--- START Items ---
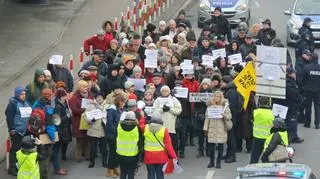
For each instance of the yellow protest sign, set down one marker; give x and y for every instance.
(246, 82)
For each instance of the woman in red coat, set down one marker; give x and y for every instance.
(75, 106)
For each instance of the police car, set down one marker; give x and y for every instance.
(274, 171)
(234, 10)
(302, 9)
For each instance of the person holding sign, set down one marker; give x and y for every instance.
(215, 126)
(17, 114)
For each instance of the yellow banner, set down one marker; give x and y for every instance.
(246, 82)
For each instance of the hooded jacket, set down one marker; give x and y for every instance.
(33, 89)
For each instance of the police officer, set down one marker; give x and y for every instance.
(267, 34)
(279, 136)
(127, 145)
(262, 123)
(310, 81)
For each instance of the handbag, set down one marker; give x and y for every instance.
(279, 154)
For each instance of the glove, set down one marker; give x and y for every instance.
(165, 108)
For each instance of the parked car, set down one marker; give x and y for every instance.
(234, 10)
(300, 10)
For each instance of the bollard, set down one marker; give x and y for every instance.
(8, 147)
(81, 56)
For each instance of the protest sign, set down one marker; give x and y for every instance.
(279, 110)
(139, 83)
(219, 53)
(235, 59)
(215, 112)
(56, 59)
(181, 92)
(25, 112)
(200, 97)
(151, 60)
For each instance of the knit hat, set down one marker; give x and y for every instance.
(226, 79)
(128, 84)
(206, 81)
(18, 90)
(47, 73)
(47, 93)
(130, 115)
(156, 118)
(61, 92)
(132, 102)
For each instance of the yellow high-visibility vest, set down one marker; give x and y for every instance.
(284, 137)
(262, 123)
(28, 165)
(127, 142)
(150, 142)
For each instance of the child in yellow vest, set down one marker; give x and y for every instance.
(28, 157)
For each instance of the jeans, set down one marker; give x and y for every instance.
(155, 171)
(127, 169)
(257, 149)
(15, 146)
(112, 159)
(56, 156)
(314, 97)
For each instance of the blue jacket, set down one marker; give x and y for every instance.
(14, 120)
(113, 118)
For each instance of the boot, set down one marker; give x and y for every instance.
(110, 173)
(200, 154)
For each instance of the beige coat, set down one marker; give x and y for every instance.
(96, 128)
(215, 127)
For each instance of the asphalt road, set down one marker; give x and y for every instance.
(89, 19)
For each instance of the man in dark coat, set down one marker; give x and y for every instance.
(222, 22)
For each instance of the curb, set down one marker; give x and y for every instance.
(17, 74)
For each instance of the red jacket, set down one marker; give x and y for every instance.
(96, 44)
(160, 157)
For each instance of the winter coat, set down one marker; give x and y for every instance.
(169, 117)
(160, 157)
(64, 129)
(113, 118)
(97, 127)
(13, 116)
(217, 132)
(33, 89)
(61, 74)
(96, 44)
(75, 107)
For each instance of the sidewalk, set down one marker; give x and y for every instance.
(44, 26)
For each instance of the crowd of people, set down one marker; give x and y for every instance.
(149, 123)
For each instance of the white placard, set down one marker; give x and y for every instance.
(181, 92)
(268, 54)
(200, 97)
(219, 53)
(207, 60)
(25, 112)
(279, 110)
(56, 59)
(139, 83)
(215, 112)
(235, 59)
(94, 114)
(151, 60)
(270, 72)
(85, 103)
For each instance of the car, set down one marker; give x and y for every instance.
(274, 171)
(234, 10)
(300, 10)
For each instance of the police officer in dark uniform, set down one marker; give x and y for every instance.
(267, 34)
(311, 83)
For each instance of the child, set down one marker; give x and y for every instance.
(28, 158)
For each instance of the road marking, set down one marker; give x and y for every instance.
(210, 174)
(257, 4)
--- END Items ---
**Given problem**
Emit verbatim the lines running from the one with "For each instance of the blue" through the last line of the data, both endpoints inclusive.

**Task output**
For each instance of the blue jacket, set down one marker; give x and y for every instance.
(14, 120)
(113, 118)
For each instance of the boot, set down one marker; give x and y for every instance.
(110, 173)
(200, 154)
For each instance of the beige coat, set down one marker; give x and y for every instance.
(96, 128)
(215, 127)
For each instance of the asphalt road, set down one marker; give x and y for every instance.
(89, 19)
For each instance of the man in dark coat, set down one marker; give x and y for every instance.
(222, 22)
For each instance of the curb, set down one marker; give x and y for every instance.
(17, 74)
For each instance of the red jacket, set down one marker; give x and y for every instance.
(96, 44)
(160, 157)
For each instance of the winter coat, set down one marker; give x and y for every instance.
(169, 117)
(160, 157)
(64, 129)
(113, 118)
(97, 127)
(13, 116)
(217, 132)
(33, 89)
(61, 74)
(96, 44)
(75, 107)
For each instance of the sidewalk, set down one marker; give x and y for every instance.
(44, 26)
For each instance of the crowd of people, set down one marker; give x and y for every instance.
(149, 123)
For each instance of the white placard, set down one marker; give x and y for every instance.
(181, 92)
(268, 54)
(200, 97)
(219, 53)
(207, 60)
(25, 112)
(279, 110)
(56, 59)
(139, 83)
(215, 112)
(235, 59)
(94, 114)
(151, 60)
(270, 72)
(85, 103)
For each instance of the car, set down one marker; give x and y for every instance.
(274, 171)
(234, 10)
(300, 10)
For each instance of the police officer in dark uniform, set down one marker; give x and y for every instance.
(267, 34)
(311, 83)
For each instance of the child, set down one marker; give x and y for every instance.
(28, 158)
For each instance of the road marking, set down one marker; give x and y for every instance.
(210, 174)
(257, 4)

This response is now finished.